Dickies reported a 19% loss of revenues to £160m while The North Face revenues were up by 8% to £819m.

The group said it is maintaining its constant dollar revenue outlook but has lowered its full-year earnings outlook to “reflect increased negative impacts from foreign currency fluctuations as well as heightened inventory levels and increased promotional activity in the marketplace.”

Looking ahead, it now expects adjusted gross margin to be down 100 to 150 basis points for FY23, compared to the previous outlook of down 50 basis points.

VF Corporation chief executive, chairman Steve Rendle said: “Our purpose built portfolio of iconic, deeply-loved brands continues to benefit from tailwinds in the outdoor, active, streetwear and workwear spaces, while we also actively address the near-term challenges at Vans, the ongoing Covid-related disruption in China, and the broader macro-economic and geopolitical headwinds, which have created tremendous uncertainty for all businesses and consumers.

“In the near term, in light of the challenging environment, we are acting proactively to generate increased revenue through the balance of the year while protecting profitability by tightly controlling all non-strategic spend.

“I am confident in our ability to deliver on our targets and to maximize the potential of all our brands when the environment improves. We will remain focused on the things we can control and will continue leveraging VF’s unique business model and competitive strengths to drive consistent, sustainable and profitable growth.”

+--

> _Your tasks_:
a – Quote the VF Corporation passage word for word, beginning at the words "Dickies reported a" and stopping after "50 basis points.".
b – According to the VF Corporation passage, by how much does the group now expect adjusted gross margin to be down for FY23?
Rely only on the VF Corporation passage.

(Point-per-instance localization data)

+--

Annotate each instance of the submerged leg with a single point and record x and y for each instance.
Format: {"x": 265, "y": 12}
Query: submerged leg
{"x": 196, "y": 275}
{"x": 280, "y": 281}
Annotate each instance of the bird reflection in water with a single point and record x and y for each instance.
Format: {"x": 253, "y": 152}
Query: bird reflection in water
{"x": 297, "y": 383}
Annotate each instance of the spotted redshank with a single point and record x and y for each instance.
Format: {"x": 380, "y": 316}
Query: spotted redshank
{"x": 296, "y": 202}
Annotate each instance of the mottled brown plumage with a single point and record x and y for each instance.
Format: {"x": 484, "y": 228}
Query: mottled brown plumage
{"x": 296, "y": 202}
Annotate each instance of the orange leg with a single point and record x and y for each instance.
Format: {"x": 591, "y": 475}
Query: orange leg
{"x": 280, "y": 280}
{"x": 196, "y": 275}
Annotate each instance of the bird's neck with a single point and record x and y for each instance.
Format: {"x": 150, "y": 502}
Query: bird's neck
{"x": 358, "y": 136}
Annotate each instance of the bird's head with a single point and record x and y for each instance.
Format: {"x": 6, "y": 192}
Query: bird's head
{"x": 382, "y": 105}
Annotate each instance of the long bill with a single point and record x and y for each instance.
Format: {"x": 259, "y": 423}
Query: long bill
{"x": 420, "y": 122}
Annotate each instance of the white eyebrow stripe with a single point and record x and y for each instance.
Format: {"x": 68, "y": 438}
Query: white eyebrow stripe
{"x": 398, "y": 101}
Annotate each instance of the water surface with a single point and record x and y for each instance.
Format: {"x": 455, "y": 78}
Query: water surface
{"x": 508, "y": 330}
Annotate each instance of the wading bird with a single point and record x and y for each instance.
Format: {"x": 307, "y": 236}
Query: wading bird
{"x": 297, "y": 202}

+--

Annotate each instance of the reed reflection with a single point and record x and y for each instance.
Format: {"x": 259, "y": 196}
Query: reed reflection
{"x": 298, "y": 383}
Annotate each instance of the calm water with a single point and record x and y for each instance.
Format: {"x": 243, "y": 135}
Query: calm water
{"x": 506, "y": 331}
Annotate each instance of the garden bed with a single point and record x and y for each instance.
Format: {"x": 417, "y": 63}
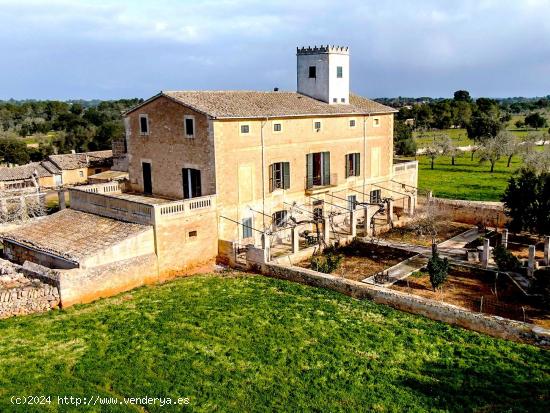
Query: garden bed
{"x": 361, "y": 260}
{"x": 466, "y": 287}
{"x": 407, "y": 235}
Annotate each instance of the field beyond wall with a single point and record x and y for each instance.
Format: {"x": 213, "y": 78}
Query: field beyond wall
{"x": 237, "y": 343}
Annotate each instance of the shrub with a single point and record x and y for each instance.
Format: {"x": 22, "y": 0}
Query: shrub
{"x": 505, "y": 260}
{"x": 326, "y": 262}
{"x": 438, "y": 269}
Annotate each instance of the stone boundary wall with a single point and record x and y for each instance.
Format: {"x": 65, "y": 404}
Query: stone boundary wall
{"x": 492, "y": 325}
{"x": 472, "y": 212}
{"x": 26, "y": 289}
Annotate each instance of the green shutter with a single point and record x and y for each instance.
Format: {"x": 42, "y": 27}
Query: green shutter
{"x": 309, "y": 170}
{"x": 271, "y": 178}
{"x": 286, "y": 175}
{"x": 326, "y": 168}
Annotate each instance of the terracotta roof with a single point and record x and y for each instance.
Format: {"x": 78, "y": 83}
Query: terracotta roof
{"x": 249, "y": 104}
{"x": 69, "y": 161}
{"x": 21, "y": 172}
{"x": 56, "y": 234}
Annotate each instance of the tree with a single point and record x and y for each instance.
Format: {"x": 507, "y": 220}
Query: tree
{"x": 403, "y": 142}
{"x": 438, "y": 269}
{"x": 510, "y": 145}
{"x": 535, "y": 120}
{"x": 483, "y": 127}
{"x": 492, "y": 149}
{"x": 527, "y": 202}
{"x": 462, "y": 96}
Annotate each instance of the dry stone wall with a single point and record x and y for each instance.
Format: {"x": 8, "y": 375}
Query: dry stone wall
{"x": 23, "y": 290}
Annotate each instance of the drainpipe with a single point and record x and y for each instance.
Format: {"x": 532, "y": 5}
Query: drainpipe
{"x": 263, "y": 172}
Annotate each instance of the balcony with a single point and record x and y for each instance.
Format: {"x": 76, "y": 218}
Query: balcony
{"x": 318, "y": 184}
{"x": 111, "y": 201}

+--

> _Answers to the exercises_:
a –
Dickies reported a 19% loss of revenues to £160m while The North Face revenues were up by 8% to £819m.

The group said it is maintaining its constant dollar revenue outlook but has lowered its full-year earnings outlook to “reflect increased negative impacts from foreign currency fluctuations as well as heightened inventory levels and increased promotional activity in the marketplace.”

Looking ahead, it now expects adjusted gross margin to be down 100 to 150 basis points for FY23, compared to the previous outlook of down 50 basis points.

b – 100 to 150 basis points.